◆ Given exercise: Count the lines in the records below that contain the string "vent", treating uppercase and lowercase as different. Reply with the number alone.
*** Entries shown ***
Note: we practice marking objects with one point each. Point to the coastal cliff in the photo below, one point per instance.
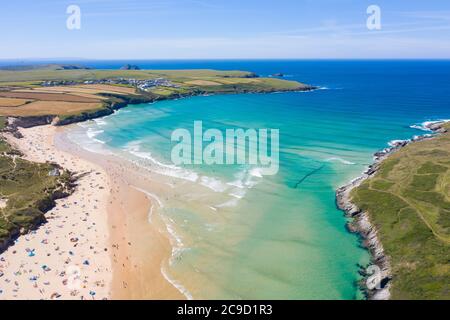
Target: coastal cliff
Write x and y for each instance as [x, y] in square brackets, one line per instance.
[362, 221]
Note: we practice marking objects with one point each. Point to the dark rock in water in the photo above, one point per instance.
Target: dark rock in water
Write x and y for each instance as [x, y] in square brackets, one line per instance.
[130, 67]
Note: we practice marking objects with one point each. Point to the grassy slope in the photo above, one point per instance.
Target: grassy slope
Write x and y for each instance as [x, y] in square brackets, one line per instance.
[408, 201]
[29, 191]
[226, 82]
[86, 74]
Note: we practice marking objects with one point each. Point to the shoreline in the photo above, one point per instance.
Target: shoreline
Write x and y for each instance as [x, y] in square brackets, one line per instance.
[119, 255]
[68, 256]
[360, 221]
[31, 121]
[139, 245]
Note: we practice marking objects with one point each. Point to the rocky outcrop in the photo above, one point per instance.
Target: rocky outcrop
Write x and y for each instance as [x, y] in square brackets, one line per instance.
[361, 223]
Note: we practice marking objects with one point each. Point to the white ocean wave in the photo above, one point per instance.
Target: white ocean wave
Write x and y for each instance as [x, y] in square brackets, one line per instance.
[214, 184]
[337, 159]
[177, 285]
[425, 126]
[134, 148]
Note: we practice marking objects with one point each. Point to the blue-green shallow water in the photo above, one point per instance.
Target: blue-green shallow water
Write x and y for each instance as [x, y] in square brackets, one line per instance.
[243, 236]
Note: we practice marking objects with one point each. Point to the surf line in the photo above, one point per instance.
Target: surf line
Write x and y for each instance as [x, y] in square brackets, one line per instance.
[308, 175]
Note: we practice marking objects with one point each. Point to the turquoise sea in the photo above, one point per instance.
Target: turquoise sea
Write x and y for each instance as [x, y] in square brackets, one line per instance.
[238, 234]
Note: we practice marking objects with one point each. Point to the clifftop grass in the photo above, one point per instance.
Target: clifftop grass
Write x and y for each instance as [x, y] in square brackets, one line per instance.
[408, 201]
[21, 93]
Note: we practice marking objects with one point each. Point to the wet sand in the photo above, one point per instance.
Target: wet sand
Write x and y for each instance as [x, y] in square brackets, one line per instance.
[102, 231]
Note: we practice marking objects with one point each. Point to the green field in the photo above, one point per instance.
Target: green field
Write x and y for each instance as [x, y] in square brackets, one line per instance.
[27, 190]
[408, 201]
[78, 101]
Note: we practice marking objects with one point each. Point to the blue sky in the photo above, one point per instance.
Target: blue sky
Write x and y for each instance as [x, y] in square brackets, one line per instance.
[214, 29]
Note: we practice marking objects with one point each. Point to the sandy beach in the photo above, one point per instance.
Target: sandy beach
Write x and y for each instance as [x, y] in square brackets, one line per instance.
[98, 242]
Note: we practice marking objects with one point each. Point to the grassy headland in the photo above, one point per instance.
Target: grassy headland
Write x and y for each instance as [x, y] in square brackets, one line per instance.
[75, 93]
[34, 95]
[27, 191]
[408, 202]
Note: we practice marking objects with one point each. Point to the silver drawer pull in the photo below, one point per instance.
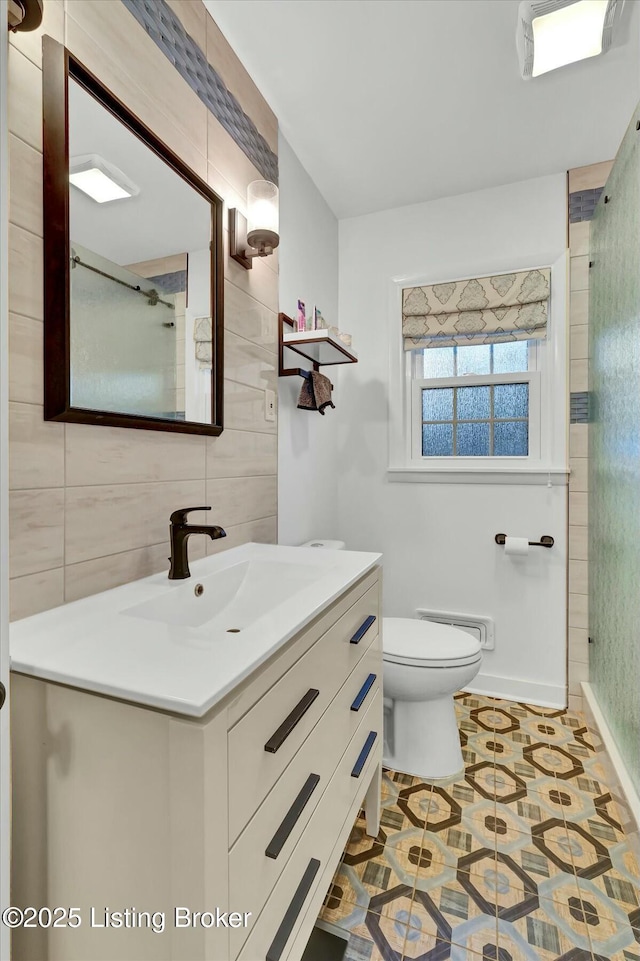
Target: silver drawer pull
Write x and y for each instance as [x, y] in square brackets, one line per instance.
[362, 630]
[276, 740]
[287, 924]
[279, 839]
[362, 693]
[364, 754]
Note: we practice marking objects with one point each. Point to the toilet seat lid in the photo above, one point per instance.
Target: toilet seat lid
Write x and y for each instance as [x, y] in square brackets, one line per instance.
[410, 640]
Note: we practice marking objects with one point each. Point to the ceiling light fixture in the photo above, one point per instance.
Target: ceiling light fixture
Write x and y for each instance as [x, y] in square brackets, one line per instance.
[99, 179]
[255, 235]
[554, 33]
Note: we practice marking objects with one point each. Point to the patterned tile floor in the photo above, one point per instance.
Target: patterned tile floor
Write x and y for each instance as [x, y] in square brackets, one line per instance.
[521, 858]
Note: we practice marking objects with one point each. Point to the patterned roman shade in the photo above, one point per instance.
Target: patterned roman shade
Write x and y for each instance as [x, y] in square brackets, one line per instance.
[486, 310]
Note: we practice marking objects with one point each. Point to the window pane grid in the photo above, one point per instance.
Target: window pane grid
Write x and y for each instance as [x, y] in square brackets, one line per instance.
[510, 357]
[484, 435]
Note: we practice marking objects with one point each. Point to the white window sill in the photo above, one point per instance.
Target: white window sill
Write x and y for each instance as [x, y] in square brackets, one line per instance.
[555, 476]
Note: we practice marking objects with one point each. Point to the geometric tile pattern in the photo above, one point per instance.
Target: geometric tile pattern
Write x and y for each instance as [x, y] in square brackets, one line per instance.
[168, 33]
[522, 857]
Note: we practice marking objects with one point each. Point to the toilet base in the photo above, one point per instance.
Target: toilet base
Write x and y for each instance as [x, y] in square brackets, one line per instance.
[423, 738]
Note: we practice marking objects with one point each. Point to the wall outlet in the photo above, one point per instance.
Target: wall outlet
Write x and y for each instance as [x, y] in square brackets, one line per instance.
[269, 405]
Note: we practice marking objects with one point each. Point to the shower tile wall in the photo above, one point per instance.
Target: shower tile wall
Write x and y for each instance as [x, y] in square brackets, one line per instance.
[585, 186]
[90, 505]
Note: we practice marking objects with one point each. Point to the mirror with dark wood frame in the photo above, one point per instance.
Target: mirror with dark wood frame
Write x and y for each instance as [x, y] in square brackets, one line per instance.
[133, 266]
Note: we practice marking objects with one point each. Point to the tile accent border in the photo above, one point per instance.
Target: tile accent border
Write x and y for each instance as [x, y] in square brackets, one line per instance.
[579, 407]
[582, 204]
[167, 32]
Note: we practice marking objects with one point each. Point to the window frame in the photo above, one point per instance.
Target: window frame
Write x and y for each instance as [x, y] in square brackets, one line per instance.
[530, 377]
[548, 463]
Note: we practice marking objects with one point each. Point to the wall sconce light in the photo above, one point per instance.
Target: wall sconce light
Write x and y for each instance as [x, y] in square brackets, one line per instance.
[255, 235]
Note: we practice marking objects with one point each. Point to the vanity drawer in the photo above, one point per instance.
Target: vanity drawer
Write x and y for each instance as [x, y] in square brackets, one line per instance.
[283, 816]
[274, 931]
[264, 741]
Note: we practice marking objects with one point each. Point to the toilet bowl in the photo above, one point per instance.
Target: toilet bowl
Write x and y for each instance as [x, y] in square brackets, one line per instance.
[424, 664]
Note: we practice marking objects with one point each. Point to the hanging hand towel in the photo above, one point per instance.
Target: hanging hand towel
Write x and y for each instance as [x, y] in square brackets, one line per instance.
[306, 400]
[322, 388]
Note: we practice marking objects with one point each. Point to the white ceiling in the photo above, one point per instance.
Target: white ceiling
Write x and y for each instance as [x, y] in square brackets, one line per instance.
[392, 102]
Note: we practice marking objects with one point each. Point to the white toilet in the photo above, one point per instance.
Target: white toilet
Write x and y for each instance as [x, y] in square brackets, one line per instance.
[425, 663]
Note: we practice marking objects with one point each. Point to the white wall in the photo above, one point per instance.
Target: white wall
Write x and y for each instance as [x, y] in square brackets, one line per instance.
[307, 441]
[5, 803]
[438, 539]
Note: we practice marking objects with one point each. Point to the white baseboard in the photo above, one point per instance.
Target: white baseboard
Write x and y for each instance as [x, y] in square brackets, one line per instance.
[515, 689]
[622, 775]
[620, 785]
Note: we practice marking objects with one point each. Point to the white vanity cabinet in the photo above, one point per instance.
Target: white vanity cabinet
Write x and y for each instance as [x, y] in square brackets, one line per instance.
[126, 811]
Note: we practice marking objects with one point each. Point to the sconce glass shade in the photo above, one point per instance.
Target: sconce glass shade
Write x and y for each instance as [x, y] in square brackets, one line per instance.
[262, 215]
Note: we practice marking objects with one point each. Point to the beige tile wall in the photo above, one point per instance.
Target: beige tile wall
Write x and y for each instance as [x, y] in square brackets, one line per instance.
[90, 505]
[580, 178]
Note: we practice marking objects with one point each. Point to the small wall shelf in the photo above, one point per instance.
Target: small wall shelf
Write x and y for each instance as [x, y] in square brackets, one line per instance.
[318, 347]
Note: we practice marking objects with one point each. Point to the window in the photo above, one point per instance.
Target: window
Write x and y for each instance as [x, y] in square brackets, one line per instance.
[476, 404]
[476, 401]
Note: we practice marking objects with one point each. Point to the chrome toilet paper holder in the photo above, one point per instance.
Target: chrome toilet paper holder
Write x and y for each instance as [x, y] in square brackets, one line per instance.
[545, 541]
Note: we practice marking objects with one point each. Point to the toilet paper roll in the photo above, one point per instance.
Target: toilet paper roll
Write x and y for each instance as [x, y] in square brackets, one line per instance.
[516, 545]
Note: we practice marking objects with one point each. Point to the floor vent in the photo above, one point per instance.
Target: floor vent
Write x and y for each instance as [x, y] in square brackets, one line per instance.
[482, 628]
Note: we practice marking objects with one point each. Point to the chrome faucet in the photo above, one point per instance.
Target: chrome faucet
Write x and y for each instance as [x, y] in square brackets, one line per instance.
[179, 532]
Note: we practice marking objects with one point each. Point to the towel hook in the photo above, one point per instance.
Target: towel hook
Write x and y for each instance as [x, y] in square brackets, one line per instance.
[545, 541]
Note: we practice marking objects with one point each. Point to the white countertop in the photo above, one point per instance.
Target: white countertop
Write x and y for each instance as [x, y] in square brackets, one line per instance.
[132, 642]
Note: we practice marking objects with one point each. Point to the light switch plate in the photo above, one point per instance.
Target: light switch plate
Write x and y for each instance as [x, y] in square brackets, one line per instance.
[269, 405]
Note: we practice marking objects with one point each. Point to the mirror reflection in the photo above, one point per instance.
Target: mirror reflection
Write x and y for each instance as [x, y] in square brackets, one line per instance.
[140, 329]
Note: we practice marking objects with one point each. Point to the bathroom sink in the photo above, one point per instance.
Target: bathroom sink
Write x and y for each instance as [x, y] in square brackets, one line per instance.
[230, 599]
[182, 645]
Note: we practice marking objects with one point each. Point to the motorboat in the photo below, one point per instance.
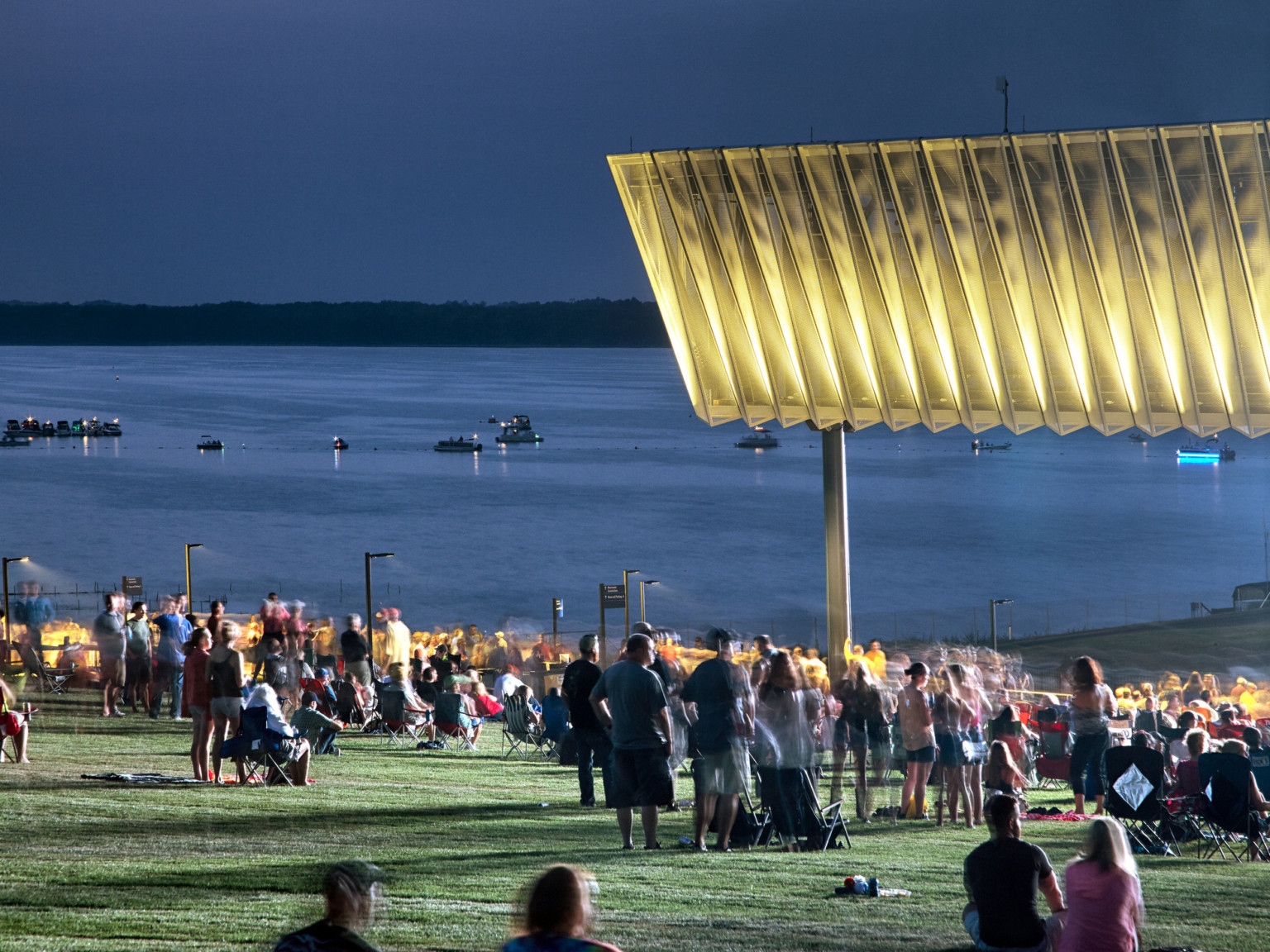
***
◆ Expected answer: 2